## Short exercise
Tally the lines in the items below that contain the word "chevrolet", and give only that number.

● ● ● ●

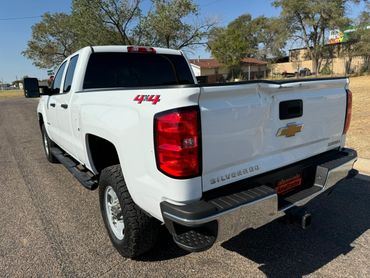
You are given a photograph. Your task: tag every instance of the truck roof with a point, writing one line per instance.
(123, 48)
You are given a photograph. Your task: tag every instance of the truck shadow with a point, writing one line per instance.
(288, 251)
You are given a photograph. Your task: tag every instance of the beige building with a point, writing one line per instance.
(214, 71)
(335, 63)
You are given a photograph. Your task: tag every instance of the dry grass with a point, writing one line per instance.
(11, 93)
(359, 133)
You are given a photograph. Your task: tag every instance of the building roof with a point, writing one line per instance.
(213, 63)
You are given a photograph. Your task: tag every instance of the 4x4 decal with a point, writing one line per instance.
(154, 99)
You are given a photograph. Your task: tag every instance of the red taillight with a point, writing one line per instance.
(141, 49)
(177, 142)
(348, 112)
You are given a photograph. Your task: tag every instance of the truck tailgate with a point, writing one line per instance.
(252, 128)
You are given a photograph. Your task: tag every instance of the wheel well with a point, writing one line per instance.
(101, 152)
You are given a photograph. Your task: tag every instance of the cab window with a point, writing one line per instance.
(58, 79)
(69, 75)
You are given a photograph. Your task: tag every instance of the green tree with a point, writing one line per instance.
(234, 42)
(246, 37)
(100, 22)
(361, 37)
(174, 24)
(309, 22)
(171, 23)
(53, 39)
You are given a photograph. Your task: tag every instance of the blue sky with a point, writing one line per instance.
(14, 33)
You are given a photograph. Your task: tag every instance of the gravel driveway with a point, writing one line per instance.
(51, 226)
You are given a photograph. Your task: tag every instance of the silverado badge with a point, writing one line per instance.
(290, 130)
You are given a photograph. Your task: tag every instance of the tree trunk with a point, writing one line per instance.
(315, 65)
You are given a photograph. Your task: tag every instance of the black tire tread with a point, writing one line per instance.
(141, 230)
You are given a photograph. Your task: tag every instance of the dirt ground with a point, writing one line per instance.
(11, 93)
(359, 133)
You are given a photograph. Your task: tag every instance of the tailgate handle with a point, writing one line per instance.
(290, 109)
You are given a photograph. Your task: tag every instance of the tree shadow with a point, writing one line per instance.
(288, 251)
(165, 249)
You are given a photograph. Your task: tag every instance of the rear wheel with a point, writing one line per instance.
(48, 144)
(131, 231)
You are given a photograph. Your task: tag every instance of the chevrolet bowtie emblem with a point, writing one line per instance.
(290, 130)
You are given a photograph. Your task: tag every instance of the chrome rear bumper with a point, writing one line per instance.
(242, 212)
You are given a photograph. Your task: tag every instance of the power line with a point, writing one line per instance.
(209, 3)
(18, 18)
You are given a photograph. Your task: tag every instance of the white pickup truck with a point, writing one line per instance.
(208, 161)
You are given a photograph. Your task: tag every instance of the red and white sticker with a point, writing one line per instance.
(154, 99)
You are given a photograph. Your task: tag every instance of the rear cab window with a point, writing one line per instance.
(120, 69)
(58, 79)
(70, 73)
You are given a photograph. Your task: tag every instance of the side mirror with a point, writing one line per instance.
(31, 87)
(46, 91)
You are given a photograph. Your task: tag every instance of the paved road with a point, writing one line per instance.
(51, 226)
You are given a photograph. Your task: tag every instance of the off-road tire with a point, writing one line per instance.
(140, 229)
(47, 147)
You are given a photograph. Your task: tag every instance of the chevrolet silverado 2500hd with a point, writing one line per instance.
(208, 161)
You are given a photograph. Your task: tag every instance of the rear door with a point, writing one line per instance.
(51, 111)
(67, 140)
(252, 128)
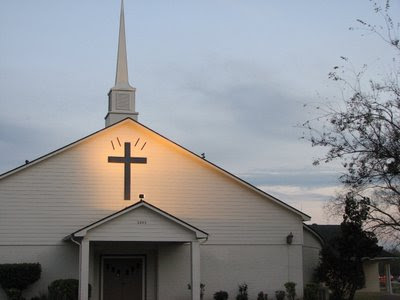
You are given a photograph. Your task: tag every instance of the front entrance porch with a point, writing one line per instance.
(123, 277)
(139, 253)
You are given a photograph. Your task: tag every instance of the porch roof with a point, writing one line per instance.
(157, 214)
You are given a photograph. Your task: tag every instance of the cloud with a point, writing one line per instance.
(310, 200)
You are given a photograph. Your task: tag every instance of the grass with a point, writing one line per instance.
(367, 296)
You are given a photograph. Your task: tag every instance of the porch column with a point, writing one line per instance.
(388, 279)
(84, 270)
(195, 269)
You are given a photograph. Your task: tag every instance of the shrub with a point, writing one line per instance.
(311, 291)
(262, 296)
(64, 289)
(14, 294)
(221, 295)
(280, 295)
(242, 292)
(290, 290)
(40, 297)
(14, 278)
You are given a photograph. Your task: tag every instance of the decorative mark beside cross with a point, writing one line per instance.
(127, 160)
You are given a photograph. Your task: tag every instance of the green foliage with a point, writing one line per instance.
(280, 295)
(362, 132)
(311, 291)
(290, 290)
(262, 296)
(242, 292)
(64, 289)
(14, 294)
(40, 297)
(341, 266)
(14, 278)
(221, 295)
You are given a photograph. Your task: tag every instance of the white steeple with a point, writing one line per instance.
(121, 98)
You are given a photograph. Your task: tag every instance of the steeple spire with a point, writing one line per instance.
(121, 78)
(121, 98)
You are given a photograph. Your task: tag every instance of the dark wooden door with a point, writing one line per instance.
(123, 278)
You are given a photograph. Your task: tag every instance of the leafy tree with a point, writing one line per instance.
(363, 134)
(341, 266)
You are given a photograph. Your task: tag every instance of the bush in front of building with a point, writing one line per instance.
(311, 291)
(221, 295)
(14, 278)
(64, 289)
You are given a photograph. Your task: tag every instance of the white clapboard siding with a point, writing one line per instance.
(141, 224)
(43, 203)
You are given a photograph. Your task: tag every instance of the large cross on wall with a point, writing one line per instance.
(127, 160)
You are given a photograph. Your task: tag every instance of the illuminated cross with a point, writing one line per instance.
(127, 160)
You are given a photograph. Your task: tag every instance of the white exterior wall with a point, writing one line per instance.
(311, 248)
(224, 267)
(58, 262)
(43, 203)
(140, 224)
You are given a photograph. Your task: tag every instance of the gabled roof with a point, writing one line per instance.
(304, 216)
(82, 231)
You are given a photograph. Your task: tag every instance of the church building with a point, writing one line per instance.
(140, 217)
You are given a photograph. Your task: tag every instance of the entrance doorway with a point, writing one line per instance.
(123, 278)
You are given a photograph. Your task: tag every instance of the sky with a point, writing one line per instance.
(228, 78)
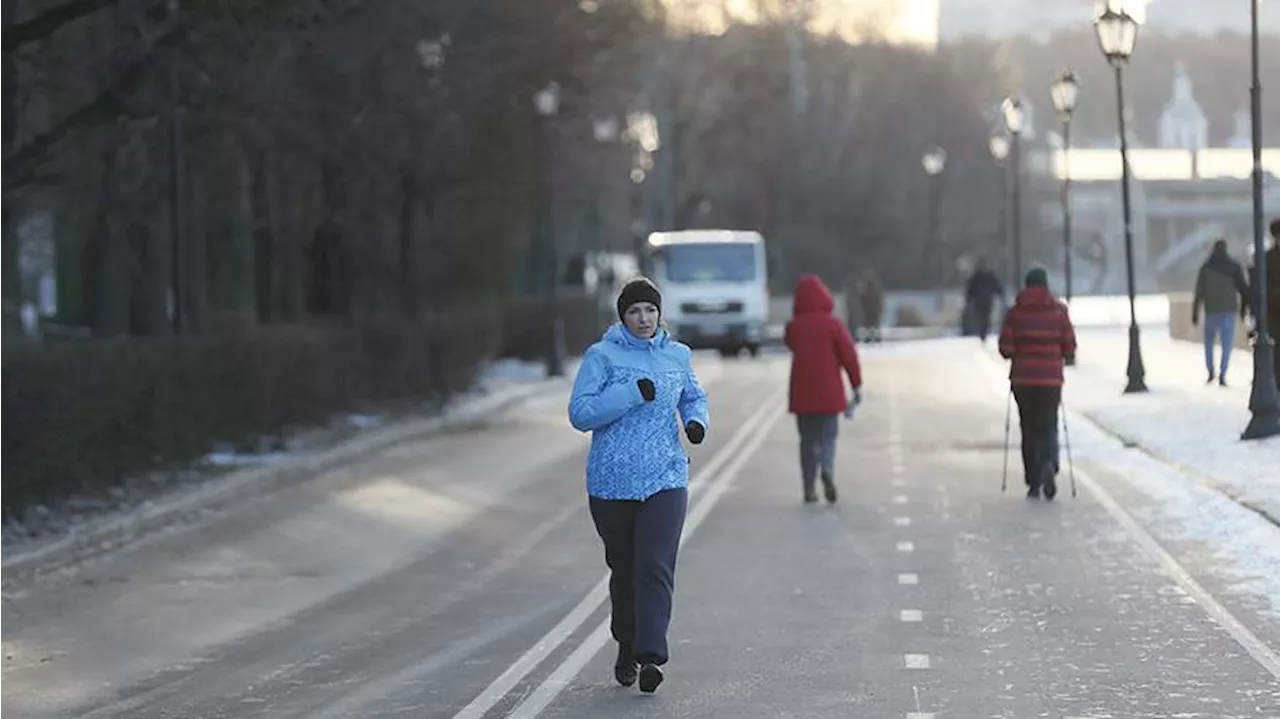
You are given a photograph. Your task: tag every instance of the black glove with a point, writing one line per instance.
(695, 431)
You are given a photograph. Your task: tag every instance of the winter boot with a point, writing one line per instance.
(650, 676)
(625, 668)
(828, 486)
(1048, 480)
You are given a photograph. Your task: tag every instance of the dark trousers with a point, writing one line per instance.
(1037, 413)
(817, 445)
(640, 544)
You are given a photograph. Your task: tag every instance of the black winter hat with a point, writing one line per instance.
(639, 289)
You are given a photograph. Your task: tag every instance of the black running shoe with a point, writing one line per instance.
(650, 676)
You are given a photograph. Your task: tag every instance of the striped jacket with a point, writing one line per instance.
(1038, 337)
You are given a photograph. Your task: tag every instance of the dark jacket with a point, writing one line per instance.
(821, 348)
(1038, 337)
(983, 289)
(1219, 285)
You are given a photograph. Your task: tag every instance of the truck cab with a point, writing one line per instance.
(714, 287)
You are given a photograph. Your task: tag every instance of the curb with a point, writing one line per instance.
(114, 532)
(1202, 479)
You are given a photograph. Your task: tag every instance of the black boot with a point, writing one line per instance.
(650, 676)
(1048, 480)
(625, 668)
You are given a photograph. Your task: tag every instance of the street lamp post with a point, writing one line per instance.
(1000, 152)
(1118, 33)
(1264, 401)
(606, 133)
(547, 105)
(1015, 120)
(935, 161)
(1064, 92)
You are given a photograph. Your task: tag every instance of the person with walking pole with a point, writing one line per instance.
(629, 392)
(1040, 340)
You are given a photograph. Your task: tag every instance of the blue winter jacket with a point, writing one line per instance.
(635, 444)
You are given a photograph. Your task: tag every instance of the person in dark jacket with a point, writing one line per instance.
(873, 306)
(627, 392)
(821, 349)
(981, 297)
(1223, 292)
(1040, 339)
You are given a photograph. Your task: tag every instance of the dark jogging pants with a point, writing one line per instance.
(640, 544)
(1037, 413)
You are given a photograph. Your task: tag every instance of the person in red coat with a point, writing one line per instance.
(821, 349)
(1040, 340)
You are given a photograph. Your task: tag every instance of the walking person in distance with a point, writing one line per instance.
(822, 349)
(1223, 292)
(1040, 339)
(627, 392)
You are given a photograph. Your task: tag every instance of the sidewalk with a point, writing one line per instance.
(1182, 421)
(82, 529)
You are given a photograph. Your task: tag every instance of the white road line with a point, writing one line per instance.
(561, 677)
(732, 452)
(917, 660)
(1257, 649)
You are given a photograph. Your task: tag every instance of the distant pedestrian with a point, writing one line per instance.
(873, 306)
(821, 351)
(981, 297)
(1221, 289)
(627, 392)
(1040, 339)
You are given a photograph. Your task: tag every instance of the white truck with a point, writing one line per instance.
(714, 287)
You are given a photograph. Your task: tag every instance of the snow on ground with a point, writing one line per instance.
(1198, 486)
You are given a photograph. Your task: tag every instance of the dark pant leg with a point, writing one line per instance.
(828, 431)
(659, 522)
(616, 523)
(810, 448)
(1037, 415)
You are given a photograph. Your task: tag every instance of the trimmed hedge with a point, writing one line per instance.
(85, 416)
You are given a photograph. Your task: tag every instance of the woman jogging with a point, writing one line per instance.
(627, 392)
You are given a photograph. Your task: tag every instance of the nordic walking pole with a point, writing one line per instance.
(1066, 438)
(1009, 404)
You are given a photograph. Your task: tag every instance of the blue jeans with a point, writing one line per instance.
(1219, 328)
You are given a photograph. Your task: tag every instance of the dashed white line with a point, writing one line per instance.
(917, 660)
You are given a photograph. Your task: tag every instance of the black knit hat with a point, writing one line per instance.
(639, 289)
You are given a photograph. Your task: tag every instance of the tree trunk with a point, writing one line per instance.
(264, 237)
(10, 284)
(407, 284)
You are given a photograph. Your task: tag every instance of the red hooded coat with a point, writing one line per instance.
(1038, 337)
(821, 347)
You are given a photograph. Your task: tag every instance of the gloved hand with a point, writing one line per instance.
(695, 431)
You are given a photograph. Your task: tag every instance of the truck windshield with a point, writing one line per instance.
(711, 262)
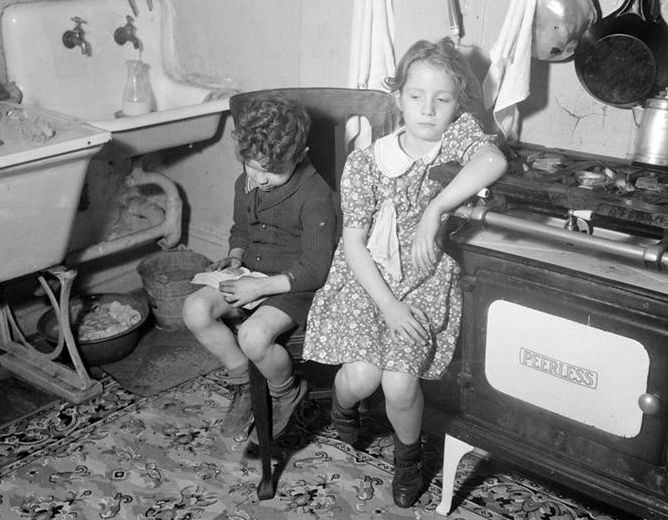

● ● ● ●

## Answer in full
2